Why Invest in Sustainable Building Materials?

Energy conservation has significantly become a top priority amongst the world population. In fact, a 2016 World Green Building Trends report by Dodge Data and Analytics, green building is officially a global trend – a shift that is driven by consumer demands. It is even expected to significantly increase in the coming years.

Although green building is more than the materials you use, your decision on which ones to use still matters. In this article, we list some of the green options that make a better alternative to the traditional materials.

1. Bamboo

Bamboo is a highly sustainable building material that is distinguished by its unrivalled tensile strength, durability and lightweight properties. Its aesthetic resemblance to wood makes it a cost-effective alternative to traditional hardwood and a green material for tiles, ceilings, privacy screens and more.

2. Wood

Wood retains its title as a historic and classic sustainable material that adds a timeless flair to buildings. Building with wood offers significant benefits as processing them into lumbers require less intensive methods in comparison with other industrial building products such as concrete, glass and steel.

3. Reclaimed Wood

Building with reclaimed wood is a responsible way to lower the amount of materials being dumped to landfills and prevent the need to cut down more trees in the process. But, probably what home builders and interior designers are after most is the depth and exquisite character only old wood can provide.

[Referring expression data]

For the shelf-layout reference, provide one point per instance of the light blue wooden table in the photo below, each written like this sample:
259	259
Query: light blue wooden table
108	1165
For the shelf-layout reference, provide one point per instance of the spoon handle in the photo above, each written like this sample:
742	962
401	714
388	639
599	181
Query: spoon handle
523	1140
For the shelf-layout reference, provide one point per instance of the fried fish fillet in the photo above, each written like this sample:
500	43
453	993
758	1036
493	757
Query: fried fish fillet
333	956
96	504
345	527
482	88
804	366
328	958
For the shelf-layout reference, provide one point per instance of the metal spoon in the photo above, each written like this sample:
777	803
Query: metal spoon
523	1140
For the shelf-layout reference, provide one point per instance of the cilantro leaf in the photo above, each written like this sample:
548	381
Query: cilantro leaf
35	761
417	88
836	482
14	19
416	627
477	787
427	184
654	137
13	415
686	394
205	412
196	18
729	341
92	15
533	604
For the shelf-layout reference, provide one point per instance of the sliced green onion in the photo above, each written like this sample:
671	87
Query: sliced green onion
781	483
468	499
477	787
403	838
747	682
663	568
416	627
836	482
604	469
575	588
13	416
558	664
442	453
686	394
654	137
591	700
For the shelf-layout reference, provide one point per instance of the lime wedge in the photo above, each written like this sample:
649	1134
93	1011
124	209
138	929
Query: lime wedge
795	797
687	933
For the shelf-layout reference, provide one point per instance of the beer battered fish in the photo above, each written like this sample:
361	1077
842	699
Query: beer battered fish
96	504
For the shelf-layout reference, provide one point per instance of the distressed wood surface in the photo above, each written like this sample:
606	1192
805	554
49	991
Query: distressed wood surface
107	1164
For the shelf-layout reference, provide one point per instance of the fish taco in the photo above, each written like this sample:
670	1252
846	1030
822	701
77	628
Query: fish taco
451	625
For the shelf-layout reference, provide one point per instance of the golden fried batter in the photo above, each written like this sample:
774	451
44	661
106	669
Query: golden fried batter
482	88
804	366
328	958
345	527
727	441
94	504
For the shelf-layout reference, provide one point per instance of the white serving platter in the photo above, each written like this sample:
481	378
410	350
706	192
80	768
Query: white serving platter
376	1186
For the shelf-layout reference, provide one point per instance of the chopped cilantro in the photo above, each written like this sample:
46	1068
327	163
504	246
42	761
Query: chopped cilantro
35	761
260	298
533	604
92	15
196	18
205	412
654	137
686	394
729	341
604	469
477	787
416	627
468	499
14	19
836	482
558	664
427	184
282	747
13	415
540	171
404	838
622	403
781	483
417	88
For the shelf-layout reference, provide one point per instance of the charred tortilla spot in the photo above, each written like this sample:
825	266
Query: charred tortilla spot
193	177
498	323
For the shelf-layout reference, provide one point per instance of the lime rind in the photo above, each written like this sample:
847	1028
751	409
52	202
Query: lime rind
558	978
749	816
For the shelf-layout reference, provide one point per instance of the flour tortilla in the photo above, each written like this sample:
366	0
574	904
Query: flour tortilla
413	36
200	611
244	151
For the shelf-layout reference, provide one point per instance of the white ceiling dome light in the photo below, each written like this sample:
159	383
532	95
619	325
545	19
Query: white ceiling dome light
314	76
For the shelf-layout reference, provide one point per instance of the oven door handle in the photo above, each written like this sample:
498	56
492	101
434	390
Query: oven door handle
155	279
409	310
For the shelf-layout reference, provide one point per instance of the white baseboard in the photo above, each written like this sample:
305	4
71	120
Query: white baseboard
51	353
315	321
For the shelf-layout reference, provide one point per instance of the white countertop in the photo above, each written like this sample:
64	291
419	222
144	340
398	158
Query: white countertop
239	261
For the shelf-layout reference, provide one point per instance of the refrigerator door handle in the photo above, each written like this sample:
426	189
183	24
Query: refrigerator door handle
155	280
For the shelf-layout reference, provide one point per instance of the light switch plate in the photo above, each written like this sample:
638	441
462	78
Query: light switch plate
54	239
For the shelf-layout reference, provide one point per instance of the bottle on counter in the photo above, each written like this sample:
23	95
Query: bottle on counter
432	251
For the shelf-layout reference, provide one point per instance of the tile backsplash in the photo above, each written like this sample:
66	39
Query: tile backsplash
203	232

_WORK INSTRUCTIONS:_ In the text on sustainable building materials, rewrite the part from "Why Invest in" to "the traditional materials.", replacing "consumer demands" with "market forces".

_RESULT OF THE EXERCISE:_
Why Invest in Sustainable Building Materials?

Energy conservation has significantly become a top priority amongst the world population. In fact, a 2016 World Green Building Trends report by Dodge Data and Analytics, green building is officially a global trend – a shift that is driven by market forces. It is even expected to significantly increase in the coming years.

Although green building is more than the materials you use, your decision on which ones to use still matters. In this article, we list some of the green options that make a better alternative to the traditional materials.